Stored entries
/---

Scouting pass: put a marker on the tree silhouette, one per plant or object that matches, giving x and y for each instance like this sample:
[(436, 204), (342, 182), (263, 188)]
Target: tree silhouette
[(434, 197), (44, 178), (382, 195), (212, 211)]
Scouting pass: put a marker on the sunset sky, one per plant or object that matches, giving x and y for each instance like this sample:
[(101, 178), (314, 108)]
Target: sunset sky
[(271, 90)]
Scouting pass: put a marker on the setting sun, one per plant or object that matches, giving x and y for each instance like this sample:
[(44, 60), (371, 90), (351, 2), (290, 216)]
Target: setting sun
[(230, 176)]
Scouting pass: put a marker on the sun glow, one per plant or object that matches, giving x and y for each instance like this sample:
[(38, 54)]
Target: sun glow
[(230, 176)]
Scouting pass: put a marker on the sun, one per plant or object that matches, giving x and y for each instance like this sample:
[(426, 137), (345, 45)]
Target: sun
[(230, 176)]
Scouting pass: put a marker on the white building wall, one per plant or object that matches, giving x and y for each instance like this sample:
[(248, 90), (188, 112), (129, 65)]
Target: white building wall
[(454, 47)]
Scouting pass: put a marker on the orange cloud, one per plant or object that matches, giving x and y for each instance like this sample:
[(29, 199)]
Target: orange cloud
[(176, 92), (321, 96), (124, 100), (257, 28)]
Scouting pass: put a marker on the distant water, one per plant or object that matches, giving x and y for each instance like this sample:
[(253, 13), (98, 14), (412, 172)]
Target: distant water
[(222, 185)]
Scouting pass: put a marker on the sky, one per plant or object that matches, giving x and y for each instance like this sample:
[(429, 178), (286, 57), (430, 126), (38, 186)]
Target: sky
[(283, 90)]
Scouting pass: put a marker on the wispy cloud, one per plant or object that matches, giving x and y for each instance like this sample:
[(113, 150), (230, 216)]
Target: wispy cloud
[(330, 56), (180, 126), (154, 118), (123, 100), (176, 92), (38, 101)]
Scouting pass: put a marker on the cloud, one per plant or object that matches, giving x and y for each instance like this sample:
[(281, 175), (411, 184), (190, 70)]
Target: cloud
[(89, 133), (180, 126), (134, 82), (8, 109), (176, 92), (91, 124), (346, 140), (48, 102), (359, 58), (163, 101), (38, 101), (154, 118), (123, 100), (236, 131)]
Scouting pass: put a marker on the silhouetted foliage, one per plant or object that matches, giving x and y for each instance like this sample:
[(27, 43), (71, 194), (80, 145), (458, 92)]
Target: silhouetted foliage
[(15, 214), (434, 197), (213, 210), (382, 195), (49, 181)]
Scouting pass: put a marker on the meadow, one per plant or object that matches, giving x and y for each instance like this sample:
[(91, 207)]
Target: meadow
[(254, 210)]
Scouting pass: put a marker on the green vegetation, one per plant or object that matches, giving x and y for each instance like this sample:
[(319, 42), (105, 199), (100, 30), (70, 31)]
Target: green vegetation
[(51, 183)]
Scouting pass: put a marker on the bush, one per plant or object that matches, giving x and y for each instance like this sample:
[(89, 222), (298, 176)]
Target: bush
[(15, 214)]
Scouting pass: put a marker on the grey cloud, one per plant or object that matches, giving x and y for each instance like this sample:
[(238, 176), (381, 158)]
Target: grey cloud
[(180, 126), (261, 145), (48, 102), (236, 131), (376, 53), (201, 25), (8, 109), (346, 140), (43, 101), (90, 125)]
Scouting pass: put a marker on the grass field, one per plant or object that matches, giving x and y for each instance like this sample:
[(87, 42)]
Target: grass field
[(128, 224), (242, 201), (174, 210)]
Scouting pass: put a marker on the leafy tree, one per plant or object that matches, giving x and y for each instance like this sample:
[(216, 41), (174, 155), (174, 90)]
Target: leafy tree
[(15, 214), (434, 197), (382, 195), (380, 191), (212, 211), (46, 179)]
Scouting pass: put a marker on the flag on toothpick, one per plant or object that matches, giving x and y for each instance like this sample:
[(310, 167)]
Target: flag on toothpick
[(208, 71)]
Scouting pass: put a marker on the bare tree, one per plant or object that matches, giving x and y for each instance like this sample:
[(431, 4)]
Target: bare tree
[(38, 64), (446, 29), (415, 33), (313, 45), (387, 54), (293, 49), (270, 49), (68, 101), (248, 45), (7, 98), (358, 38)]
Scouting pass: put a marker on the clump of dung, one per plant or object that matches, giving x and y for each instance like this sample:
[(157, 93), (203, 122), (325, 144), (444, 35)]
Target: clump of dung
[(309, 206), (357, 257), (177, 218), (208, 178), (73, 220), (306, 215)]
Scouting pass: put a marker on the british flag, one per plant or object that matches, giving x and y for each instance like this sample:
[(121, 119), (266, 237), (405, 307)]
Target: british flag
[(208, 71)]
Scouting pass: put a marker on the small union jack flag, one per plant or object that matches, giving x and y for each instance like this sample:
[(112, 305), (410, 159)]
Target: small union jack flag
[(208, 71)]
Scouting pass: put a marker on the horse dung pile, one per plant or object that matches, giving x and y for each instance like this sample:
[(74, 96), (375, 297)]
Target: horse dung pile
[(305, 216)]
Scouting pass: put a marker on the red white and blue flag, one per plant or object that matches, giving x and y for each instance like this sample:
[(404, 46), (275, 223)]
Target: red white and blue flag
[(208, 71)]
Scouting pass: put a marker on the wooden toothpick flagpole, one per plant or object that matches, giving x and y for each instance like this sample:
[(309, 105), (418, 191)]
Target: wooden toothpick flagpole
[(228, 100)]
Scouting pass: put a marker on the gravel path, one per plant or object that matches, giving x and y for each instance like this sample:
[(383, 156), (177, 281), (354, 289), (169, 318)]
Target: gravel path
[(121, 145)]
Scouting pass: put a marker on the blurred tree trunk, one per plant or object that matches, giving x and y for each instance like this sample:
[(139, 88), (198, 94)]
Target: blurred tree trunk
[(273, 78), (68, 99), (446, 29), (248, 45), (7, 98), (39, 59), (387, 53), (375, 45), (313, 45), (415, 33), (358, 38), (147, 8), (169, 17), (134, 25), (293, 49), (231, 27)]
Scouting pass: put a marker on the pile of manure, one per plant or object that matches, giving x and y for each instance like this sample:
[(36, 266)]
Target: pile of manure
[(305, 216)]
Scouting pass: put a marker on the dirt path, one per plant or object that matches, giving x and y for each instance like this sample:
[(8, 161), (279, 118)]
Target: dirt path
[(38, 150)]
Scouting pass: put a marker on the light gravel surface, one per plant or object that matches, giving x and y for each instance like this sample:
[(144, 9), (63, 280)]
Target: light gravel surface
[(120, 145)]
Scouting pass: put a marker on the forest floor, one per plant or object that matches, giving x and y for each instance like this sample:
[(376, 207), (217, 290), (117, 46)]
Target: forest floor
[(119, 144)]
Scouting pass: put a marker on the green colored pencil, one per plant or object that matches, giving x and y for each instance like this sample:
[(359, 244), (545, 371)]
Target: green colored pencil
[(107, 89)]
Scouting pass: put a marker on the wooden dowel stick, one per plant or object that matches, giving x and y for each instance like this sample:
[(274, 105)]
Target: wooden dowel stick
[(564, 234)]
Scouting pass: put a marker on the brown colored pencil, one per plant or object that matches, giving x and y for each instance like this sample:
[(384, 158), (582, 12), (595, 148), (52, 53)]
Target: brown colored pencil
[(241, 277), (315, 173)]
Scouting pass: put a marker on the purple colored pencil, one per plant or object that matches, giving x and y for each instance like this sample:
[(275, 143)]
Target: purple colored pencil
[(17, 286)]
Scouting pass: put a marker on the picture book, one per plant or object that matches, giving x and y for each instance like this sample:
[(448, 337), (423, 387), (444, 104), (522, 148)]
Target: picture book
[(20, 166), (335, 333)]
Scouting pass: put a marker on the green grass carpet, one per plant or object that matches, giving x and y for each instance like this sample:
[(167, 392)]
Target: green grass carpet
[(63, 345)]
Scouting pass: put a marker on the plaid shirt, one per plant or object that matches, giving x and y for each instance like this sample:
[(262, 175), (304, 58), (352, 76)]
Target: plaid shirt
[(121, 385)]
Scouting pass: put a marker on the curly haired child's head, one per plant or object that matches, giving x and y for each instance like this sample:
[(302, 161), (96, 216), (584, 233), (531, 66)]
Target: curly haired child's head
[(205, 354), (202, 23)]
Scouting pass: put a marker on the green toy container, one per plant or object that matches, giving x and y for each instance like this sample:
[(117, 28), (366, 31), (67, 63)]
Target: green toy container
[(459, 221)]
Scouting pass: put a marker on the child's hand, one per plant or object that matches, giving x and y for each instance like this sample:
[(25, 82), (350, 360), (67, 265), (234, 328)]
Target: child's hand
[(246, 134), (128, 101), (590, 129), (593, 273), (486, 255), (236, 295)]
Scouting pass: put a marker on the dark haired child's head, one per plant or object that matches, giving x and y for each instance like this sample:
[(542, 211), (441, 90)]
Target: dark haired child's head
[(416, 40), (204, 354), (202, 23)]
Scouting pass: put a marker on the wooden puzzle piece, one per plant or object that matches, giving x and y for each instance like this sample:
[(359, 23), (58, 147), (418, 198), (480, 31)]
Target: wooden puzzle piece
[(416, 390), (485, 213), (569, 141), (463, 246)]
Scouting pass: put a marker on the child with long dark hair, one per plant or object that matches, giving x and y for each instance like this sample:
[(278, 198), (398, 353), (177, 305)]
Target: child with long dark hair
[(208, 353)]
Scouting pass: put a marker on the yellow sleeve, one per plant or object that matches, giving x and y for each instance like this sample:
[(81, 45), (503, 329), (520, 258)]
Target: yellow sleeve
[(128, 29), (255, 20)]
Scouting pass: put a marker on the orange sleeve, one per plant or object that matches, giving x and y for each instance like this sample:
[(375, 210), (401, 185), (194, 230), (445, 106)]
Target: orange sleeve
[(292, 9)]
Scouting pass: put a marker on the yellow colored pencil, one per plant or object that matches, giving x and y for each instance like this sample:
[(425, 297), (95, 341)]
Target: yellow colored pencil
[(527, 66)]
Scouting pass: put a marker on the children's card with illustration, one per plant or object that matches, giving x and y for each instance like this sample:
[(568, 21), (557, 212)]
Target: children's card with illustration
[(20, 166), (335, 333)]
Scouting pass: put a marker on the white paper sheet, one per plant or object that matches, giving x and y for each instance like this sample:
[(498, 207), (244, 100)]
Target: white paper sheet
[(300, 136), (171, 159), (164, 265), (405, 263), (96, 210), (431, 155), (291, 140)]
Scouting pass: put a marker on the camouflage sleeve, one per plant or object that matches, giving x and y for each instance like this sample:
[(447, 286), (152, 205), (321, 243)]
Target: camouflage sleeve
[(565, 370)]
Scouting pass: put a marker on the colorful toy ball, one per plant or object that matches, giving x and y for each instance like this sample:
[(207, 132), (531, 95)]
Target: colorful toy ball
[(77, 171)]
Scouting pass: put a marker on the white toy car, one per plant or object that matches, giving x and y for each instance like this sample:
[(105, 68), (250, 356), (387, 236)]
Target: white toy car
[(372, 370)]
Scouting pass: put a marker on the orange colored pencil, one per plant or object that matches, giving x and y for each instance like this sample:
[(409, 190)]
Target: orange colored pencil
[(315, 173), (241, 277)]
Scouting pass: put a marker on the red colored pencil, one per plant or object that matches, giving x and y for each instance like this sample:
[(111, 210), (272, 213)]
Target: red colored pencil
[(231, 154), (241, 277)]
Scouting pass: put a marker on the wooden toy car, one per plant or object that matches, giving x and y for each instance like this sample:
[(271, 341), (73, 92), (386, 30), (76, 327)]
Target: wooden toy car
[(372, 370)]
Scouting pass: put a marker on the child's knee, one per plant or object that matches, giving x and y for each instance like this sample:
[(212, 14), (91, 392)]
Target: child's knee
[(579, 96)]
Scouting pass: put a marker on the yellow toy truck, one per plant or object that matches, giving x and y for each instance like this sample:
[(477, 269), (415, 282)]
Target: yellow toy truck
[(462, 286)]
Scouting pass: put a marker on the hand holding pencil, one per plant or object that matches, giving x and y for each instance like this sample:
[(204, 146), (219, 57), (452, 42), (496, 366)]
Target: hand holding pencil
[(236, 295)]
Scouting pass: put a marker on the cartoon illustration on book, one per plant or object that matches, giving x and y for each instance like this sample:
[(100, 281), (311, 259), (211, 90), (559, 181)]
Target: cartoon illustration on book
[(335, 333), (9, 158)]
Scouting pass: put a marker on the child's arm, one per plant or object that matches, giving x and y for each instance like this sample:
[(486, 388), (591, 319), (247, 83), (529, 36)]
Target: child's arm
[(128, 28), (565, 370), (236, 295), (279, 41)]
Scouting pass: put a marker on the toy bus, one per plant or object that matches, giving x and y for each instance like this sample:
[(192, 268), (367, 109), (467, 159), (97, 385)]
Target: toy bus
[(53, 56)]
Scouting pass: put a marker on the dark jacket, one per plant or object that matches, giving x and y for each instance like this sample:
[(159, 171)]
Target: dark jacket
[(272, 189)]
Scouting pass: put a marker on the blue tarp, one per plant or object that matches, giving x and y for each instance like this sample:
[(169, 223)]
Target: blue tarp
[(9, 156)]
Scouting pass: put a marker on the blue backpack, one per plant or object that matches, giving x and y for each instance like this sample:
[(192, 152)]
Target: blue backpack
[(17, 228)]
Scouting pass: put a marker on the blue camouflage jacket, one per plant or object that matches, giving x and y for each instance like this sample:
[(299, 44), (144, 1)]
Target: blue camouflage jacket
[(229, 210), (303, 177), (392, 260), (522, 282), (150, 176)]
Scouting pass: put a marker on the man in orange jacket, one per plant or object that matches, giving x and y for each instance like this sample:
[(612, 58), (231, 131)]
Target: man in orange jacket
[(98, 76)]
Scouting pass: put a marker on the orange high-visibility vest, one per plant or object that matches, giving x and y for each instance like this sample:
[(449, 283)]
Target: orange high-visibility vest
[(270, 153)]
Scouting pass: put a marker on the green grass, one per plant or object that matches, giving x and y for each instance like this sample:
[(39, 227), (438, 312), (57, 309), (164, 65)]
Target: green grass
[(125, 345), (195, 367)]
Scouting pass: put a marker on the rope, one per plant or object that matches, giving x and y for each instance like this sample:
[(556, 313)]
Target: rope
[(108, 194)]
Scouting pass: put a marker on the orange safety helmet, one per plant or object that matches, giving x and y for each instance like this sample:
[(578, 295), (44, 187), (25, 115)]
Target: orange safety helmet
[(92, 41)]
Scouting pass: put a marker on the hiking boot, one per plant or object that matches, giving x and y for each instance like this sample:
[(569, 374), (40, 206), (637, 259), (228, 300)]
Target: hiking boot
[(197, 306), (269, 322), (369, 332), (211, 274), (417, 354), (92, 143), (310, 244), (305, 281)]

\---

**What this task involves:**
Reproduce the rows from the line containing "Scouting pass: put a marker on the orange cloud, one" up to and including the line containing "[(15, 214), (434, 197), (213, 210), (382, 195), (49, 181)]", requests included. Multiply every x and y coordinate in the answers by 0.85 and round each result to a whole number, with halves rounded up, but leave the coordinates in the requests and their sample formats unchanged.

**The completed task:**
Scouting pass: put a marker on the orange cloud, one per plant or object that matches, giving x and y for each instance like this sample:
[(29, 199)]
Target: orange cloud
[(150, 78), (273, 82), (105, 85), (218, 24)]
Scouting pass: put a marker on the distant water, one per plant or object that matches, giving x and y for each instance like this sample:
[(253, 13), (98, 14), (412, 172)]
Target: distant water
[(189, 157)]
Scouting pass: put a marker on the sky, one per plant or object that matches, giving x and y for each instance like this sample:
[(429, 178), (286, 57), (430, 126), (38, 186)]
Target: sky
[(241, 77)]
Scouting pass: put a marker on the wispy cloud, one per plant or object that matches, giving x and y for each instance like this sample:
[(113, 150), (230, 216)]
Target: wispy cloud
[(281, 48), (153, 107), (131, 100), (105, 85), (150, 78), (32, 86)]
Scouting pass: put a marker on the cloud, one per plant or object that matches, giving x and y for each instance like this sample:
[(281, 175), (411, 184), (190, 70)]
Target: cloud
[(76, 113), (153, 107), (114, 70), (7, 93), (150, 78), (77, 105), (294, 119), (41, 87), (305, 49), (139, 86), (32, 86), (131, 100), (105, 85), (201, 111)]
Scouting pass: put a marker on the silhouetted foliage, one per plant or object that matches, giving x and y for each instance like this sample:
[(27, 43), (71, 194), (80, 145), (458, 92)]
Target: silhouetted foliage
[(13, 182), (369, 167), (181, 179), (325, 166), (42, 154)]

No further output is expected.